Provided text:
┄┄┄┄┄┄

Louisiana’s new law requiring the Ten Commandments in classrooms churns old political conflicts

By KEVIN McGILL, Associated Press
Published: June 20, 2024, 12:20pm

NEW ORLEANS (AP) — A bill signed into law this week makes Louisiana the only state to require that the Ten Commandments be displayed in every classroom in public schools and colleges — and stirs the long-running debate over the role of religion in government institutions.

Under the new law, all public K-12 classrooms and state-funded universities will be required to display a poster-sized display of the Ten Commandments in “large, easily readable font” next year.

Civil liberties groups planned lawsuits to block the law signed by Republican Gov. Jeff Landry, saying it would unconstitutionally breach protections against government-imposed religion.

Chris Dier, who was named the Louisiana Teacher of the Year in 2020, said Thursday that he worried the required display could send a message that a “teacher, school, community and state prefers certain religions over others” and could make some students “feel incredibly isolated.”

State officials are stressing the history of the Ten Commandments, which the bill calls “foundational documents of our state and national government.”

“The 10 Commandments are pretty simple (don’t kill, steal, cheat on your wife), but they also are important to our country’s foundations,” Attorney Gen. Liz Murrill, a Republican ally of Landry who will defend the law in court, said in a social media statement.

Similar bills requiring the Ten Commandments be displayed in classrooms have been proposed in other statehouses — including Texas, Oklahoma and Utah.

Earlier Ten Commandments controversies

In 1980, the U.S. Supreme Court ruled that a similar Kentucky law violated the establishment clause of the U.S. Constitution, which says Congress can “make no law respecting an establishment of religion.” The high court found that the law had no secular purpose but rather served a plainly religious purpose.

In its most recent rulings on Ten Commandments displays, the Supreme Court held in 2005 that such displays in a pair of Kentucky courthouses violated the Constitution. At the same time, the court upheld a Ten Commandments marker on the grounds of the Texas state Capitol in Austin. Those were 5-4 decisions but the court’s makeup has changed, with a 6-3 conservative majority now.

The issue has roiled politics in other states from time to time.

In Alabama, Roy Moore was removed as chief justice of the state Supreme Court in 2003 for disobeying a court order to remove a Ten Commandments monument from the court’s building. After he was elected to the post again, Moore was suspended from the bench in 2016 after a judicial discipline panel ruled he had urged probate judges to refuse marriage licenses to same-sex couples. Moore disputed the accusation.

┄┄┄┄┄┄

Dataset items

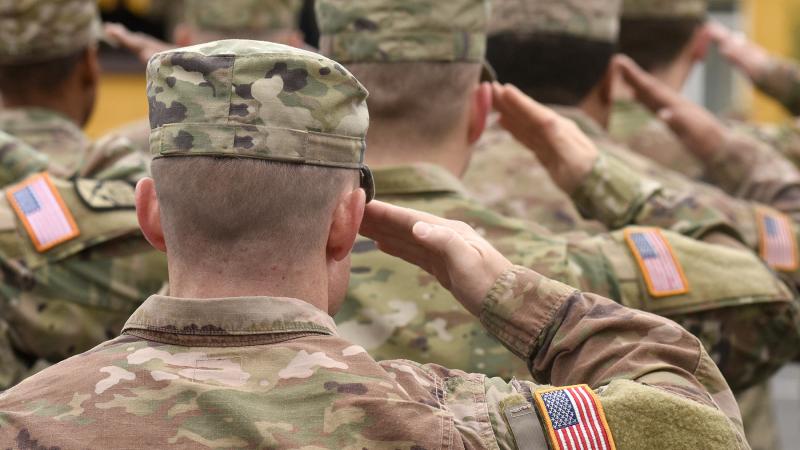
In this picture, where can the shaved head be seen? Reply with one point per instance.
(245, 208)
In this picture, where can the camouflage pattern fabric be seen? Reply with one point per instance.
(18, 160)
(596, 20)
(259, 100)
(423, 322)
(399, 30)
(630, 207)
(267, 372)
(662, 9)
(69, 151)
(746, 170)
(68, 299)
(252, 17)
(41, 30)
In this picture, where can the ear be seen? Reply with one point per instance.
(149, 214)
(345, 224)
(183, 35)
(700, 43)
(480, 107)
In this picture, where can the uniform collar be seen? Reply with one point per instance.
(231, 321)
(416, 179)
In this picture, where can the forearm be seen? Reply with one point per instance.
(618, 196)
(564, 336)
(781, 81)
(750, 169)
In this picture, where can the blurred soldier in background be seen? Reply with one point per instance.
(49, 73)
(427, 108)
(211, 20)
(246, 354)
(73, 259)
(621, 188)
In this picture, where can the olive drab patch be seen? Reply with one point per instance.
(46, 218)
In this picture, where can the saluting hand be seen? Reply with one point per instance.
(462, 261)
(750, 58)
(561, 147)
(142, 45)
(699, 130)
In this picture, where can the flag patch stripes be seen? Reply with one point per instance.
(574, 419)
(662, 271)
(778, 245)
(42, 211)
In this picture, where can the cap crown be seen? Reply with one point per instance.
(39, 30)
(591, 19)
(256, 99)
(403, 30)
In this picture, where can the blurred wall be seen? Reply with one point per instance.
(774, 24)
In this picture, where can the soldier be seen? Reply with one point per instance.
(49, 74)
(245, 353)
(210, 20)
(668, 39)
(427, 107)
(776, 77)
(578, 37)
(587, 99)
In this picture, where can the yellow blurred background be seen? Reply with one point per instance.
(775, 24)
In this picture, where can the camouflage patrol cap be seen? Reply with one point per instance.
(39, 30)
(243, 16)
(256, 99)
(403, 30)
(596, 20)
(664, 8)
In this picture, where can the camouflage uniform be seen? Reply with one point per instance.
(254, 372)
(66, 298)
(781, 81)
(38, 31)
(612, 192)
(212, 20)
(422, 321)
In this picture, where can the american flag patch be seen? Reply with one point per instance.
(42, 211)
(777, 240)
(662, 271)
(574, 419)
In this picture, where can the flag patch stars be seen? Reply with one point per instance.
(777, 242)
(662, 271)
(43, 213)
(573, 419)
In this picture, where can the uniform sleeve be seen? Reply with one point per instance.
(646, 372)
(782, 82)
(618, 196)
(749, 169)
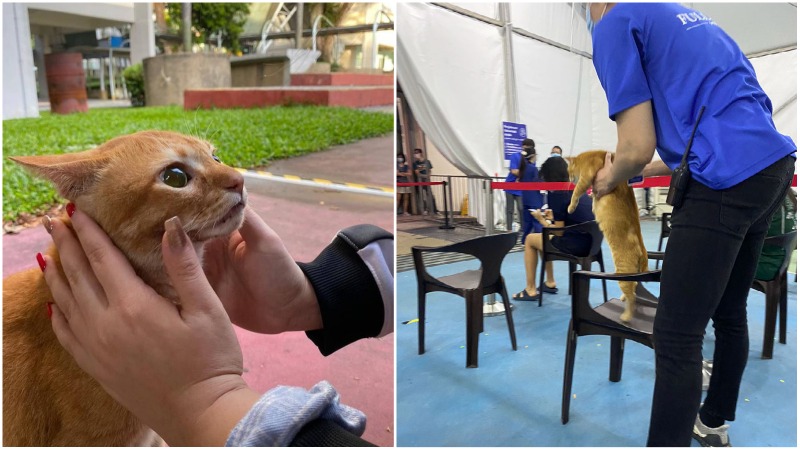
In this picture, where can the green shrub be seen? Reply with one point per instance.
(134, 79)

┄┄┄┄┄┄

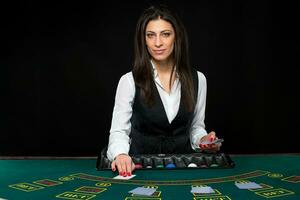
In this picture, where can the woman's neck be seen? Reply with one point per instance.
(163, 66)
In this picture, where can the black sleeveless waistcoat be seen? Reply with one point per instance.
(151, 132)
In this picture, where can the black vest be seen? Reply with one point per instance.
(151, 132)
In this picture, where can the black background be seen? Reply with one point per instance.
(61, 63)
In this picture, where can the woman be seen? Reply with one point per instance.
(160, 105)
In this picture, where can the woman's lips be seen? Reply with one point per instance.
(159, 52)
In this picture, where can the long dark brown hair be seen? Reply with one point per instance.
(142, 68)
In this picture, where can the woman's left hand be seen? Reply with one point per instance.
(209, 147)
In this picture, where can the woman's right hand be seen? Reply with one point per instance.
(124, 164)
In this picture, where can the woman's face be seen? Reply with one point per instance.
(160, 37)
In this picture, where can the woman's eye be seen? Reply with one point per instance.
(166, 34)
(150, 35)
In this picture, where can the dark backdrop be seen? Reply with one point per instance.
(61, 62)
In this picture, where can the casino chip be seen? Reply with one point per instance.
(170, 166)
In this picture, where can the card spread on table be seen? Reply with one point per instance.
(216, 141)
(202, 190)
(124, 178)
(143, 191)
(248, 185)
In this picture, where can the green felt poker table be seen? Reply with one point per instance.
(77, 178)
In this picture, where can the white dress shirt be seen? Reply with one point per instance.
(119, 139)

┄┄┄┄┄┄

Things to do:
a - Copy the passage from the article on Louisiana's Ten Commandments law between "Chris Dier, who" and "Oklahoma and Utah.", inclusive.
b - Pick up the article on Louisiana's Ten Commandments law after its last sentence and continue writing it.

Results of the exercise:
a -
Chris Dier, who was named the Louisiana Teacher of the Year in 2020, said Thursday that he worried the required display could send a message that a “teacher, school, community and state prefers certain religions over others” and could make some students “feel incredibly isolated.”

State officials are stressing the history of the Ten Commandments, which the bill calls “foundational documents of our state and national government.”

“The 10 Commandments are pretty simple (don’t kill, steal, cheat on your wife), but they also are important to our country’s foundations,” Attorney Gen. Liz Murrill, a Republican ally of Landry who will defend the law in court, said in a social media statement.

Similar bills requiring the Ten Commandments be displayed in classrooms have been proposed in other statehouses — including Texas, Oklahoma and Utah.

b -
Voters approved an amendment to the Alabama Constitution in 2018 saying schools and public buildings can display the Ten Commandments as long as it is done in a way that “complies with constitutional requirements,” such as being intermingled with historical documents.

Other religion-government fights

Louisiana has had a prominent role in the church-state legal fight before. In 1987, the Supreme Court struck down a 1981 Louisiana statute that required instruction on evolution to be accompanied by teaching on “creation science.” The court found that the statute had no identifiable secular purpose and the “pre-eminent purpose of the Louisiana Legislature was clearly to advance the religious viewpoint that a supernatural being created humankind.”

Mississippi has mandated the display of “In God We Trust” in schools since 2001. Louisiana passed a similar mandate that became law last year.

The latest pushes to post the Ten Commandments follow a major victory for the religious right in 2022: The Supreme Court ruled that a high school football coach in the state of Washington who knelt and prayed on the field after games was protected by the Constitution.

How the Ten Commandments are viewed

Jews and Christians regard the Ten Commandments as having been given by God to Moses, according to biblical accounts, on Mount Sinai. Not every Christian tradition uses the same Ten Commandments. The order varies as does the phrasing, depending on which Bible translation is used. The Ten Commandments in the signed Louisiana legislation are listed in an order common among some Protestant and Orthodox traditions.